▸ TASK TO CARRY OUT
The answer should consist of each line below that contains the word "house".

Spatial localization data:
::::

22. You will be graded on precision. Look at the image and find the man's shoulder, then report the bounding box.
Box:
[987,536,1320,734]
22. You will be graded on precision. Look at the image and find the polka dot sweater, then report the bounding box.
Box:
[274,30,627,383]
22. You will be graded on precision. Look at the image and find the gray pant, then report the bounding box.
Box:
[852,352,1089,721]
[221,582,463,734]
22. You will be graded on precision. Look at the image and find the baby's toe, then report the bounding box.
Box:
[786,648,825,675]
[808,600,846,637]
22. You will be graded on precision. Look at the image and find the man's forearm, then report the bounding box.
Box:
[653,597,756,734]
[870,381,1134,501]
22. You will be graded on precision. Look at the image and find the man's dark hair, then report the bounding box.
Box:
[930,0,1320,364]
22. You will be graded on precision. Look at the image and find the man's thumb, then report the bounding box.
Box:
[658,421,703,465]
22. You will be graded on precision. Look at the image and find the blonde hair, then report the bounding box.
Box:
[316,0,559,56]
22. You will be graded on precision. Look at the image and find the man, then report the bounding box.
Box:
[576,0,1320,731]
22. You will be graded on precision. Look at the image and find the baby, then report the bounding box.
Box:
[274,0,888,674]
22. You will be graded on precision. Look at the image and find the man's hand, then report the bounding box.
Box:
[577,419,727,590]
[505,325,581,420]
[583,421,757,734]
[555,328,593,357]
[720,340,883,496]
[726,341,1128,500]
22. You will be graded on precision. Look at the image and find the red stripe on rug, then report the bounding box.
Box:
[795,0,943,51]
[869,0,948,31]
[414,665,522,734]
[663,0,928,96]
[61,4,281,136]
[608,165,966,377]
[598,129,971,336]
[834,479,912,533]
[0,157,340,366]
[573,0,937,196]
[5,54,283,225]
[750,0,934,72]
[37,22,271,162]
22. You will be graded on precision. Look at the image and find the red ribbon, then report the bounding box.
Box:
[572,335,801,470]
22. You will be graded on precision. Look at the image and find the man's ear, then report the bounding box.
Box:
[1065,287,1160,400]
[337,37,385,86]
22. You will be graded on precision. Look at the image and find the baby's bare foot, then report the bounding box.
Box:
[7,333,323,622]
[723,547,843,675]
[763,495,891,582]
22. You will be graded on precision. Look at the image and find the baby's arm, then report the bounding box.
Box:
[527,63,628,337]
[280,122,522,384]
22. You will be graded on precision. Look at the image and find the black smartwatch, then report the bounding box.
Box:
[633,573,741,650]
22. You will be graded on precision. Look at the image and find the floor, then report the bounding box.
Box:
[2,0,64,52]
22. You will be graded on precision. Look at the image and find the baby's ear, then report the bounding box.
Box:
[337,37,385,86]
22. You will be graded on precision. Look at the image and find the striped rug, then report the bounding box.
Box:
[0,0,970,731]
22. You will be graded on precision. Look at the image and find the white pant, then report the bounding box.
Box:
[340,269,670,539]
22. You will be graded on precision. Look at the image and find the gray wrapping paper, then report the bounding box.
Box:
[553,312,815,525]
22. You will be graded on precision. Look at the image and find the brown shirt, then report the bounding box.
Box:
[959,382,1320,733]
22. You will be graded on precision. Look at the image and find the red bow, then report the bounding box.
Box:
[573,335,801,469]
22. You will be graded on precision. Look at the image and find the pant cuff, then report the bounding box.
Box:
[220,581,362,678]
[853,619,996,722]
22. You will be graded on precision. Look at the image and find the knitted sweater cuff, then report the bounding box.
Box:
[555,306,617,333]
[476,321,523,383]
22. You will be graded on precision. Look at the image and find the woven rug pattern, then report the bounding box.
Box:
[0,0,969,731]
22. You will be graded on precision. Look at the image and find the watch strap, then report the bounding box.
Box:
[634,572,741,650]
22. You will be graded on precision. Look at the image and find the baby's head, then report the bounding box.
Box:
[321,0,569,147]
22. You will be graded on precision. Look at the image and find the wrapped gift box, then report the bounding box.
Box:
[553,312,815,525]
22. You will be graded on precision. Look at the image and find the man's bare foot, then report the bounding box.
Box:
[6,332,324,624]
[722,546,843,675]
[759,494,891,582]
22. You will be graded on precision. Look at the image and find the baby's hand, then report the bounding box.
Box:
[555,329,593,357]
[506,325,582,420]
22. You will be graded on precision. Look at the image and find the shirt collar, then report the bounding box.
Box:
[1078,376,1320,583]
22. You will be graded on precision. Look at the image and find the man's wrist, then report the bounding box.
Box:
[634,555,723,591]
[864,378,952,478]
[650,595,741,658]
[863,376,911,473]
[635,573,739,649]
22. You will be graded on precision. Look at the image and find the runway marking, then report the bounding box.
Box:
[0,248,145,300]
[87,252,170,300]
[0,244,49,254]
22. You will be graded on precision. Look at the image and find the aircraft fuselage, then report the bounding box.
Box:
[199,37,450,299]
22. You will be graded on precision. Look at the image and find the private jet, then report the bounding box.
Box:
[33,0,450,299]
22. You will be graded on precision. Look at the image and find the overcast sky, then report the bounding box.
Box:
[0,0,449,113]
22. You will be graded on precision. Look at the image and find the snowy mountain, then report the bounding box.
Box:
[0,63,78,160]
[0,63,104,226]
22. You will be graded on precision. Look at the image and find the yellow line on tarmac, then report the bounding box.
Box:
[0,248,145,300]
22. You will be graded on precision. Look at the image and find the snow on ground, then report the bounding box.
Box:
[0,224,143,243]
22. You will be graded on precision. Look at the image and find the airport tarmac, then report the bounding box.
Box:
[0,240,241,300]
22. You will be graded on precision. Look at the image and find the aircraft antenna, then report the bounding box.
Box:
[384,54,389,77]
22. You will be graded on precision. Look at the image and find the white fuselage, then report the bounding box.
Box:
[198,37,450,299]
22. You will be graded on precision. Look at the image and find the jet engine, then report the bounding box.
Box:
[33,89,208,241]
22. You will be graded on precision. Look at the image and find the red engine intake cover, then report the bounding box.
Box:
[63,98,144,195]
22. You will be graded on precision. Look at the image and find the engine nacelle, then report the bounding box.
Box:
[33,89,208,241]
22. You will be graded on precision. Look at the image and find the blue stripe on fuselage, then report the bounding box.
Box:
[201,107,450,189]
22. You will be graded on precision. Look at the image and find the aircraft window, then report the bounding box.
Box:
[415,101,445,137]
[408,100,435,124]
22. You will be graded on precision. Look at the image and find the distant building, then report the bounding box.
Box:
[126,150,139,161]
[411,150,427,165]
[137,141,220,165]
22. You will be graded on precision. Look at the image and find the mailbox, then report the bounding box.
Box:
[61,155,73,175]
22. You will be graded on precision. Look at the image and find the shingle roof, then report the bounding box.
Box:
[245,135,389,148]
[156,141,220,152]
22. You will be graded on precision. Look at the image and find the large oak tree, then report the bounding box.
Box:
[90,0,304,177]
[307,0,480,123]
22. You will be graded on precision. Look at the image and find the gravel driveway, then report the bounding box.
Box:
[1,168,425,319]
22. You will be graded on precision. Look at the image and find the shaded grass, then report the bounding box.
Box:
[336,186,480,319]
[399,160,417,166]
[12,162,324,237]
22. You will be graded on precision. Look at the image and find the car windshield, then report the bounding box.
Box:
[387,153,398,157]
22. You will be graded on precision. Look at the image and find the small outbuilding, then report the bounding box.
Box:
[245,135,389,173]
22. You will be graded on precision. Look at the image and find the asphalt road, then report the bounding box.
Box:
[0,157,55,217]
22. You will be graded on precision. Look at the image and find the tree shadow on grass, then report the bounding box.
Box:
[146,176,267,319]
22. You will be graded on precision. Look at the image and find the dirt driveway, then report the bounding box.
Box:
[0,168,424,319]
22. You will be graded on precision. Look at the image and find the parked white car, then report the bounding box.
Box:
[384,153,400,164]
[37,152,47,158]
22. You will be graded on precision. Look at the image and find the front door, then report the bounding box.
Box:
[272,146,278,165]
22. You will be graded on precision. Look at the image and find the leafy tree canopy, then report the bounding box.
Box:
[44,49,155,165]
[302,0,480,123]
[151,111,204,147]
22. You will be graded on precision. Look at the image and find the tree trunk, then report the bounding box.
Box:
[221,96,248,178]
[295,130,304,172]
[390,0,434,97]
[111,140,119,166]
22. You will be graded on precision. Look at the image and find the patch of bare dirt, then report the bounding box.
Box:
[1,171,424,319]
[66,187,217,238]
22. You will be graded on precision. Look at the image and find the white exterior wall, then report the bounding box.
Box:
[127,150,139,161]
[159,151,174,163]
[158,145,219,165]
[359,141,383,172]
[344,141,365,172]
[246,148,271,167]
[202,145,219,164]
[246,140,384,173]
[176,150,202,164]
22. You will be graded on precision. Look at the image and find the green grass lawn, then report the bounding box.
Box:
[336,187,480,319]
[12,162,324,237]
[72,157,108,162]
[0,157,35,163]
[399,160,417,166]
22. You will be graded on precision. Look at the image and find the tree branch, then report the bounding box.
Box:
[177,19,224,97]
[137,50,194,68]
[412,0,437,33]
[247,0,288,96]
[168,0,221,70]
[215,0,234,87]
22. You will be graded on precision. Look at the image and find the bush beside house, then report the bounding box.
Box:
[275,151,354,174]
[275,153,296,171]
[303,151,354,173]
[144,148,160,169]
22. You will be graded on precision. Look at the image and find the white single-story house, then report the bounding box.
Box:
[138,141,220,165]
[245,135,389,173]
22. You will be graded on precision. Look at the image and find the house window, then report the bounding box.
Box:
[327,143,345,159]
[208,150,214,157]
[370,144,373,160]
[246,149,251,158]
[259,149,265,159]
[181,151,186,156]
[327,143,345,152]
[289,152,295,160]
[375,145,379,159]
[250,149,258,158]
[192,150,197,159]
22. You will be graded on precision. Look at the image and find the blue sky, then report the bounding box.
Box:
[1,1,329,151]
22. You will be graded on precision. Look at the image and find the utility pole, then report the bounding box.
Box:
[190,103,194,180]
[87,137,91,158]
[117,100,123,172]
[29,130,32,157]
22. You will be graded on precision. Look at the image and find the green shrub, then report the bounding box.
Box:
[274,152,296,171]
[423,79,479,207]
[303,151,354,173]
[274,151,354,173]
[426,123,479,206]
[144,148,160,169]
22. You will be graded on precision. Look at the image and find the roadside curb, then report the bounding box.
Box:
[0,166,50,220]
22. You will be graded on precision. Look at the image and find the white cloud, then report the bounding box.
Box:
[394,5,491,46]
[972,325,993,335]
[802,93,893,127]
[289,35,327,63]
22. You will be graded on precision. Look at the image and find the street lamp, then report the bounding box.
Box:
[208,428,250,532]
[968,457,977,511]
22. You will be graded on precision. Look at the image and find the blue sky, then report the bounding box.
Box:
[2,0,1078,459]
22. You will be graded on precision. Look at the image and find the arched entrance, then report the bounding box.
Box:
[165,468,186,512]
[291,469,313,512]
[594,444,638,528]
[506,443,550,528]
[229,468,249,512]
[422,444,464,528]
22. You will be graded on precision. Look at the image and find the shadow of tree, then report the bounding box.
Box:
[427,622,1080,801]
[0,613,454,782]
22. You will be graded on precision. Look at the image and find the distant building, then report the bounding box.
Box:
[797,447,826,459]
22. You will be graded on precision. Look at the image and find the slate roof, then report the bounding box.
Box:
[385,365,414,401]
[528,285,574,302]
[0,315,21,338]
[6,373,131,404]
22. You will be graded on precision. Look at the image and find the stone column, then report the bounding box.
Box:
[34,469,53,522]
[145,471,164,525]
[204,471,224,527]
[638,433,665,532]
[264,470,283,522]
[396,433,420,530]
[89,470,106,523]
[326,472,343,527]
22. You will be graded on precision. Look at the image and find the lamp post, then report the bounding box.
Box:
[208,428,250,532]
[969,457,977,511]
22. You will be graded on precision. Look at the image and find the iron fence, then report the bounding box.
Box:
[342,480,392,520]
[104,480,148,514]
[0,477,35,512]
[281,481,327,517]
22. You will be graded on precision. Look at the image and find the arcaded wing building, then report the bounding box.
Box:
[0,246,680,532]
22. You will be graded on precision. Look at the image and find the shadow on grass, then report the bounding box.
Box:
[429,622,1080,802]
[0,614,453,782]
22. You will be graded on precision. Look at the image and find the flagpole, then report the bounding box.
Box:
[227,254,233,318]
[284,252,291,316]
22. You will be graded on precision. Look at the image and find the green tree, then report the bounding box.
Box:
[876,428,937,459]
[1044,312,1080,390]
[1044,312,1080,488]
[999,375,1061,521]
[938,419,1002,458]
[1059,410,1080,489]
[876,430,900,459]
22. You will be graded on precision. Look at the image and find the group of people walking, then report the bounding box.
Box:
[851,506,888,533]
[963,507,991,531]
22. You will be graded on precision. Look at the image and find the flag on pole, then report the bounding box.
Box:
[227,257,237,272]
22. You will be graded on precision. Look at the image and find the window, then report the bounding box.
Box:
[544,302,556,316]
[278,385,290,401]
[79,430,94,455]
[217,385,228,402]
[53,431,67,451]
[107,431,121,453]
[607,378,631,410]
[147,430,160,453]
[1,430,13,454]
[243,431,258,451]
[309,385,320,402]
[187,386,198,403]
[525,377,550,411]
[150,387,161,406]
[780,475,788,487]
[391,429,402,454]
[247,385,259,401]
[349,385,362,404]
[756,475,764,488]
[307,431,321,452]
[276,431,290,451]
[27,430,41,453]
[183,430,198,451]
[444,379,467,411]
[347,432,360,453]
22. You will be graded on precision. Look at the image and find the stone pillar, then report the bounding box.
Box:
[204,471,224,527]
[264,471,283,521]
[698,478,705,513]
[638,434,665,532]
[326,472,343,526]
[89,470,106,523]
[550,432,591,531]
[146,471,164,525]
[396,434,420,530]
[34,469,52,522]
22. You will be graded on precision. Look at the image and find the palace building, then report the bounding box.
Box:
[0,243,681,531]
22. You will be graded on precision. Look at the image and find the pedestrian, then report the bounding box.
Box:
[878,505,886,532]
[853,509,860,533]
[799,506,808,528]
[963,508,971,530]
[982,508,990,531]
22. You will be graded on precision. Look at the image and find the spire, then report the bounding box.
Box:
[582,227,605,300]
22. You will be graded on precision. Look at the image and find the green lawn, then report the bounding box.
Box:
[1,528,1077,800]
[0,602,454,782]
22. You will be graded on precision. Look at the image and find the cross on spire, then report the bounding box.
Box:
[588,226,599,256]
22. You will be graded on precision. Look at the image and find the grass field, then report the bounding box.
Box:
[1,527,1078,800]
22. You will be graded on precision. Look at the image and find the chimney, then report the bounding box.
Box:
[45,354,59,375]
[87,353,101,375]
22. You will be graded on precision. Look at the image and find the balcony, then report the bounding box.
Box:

::::

▸ EXERCISE RESPONSE
22. You will be graded on precision. Look at the image and find the bush beside house, then report the bounding box.
22. You will be graded on precision. Look at the image and find the white single-story house, then report the bounding box.
22. You will be graded on precision. Look at the image and find the house window, then report the bounding box.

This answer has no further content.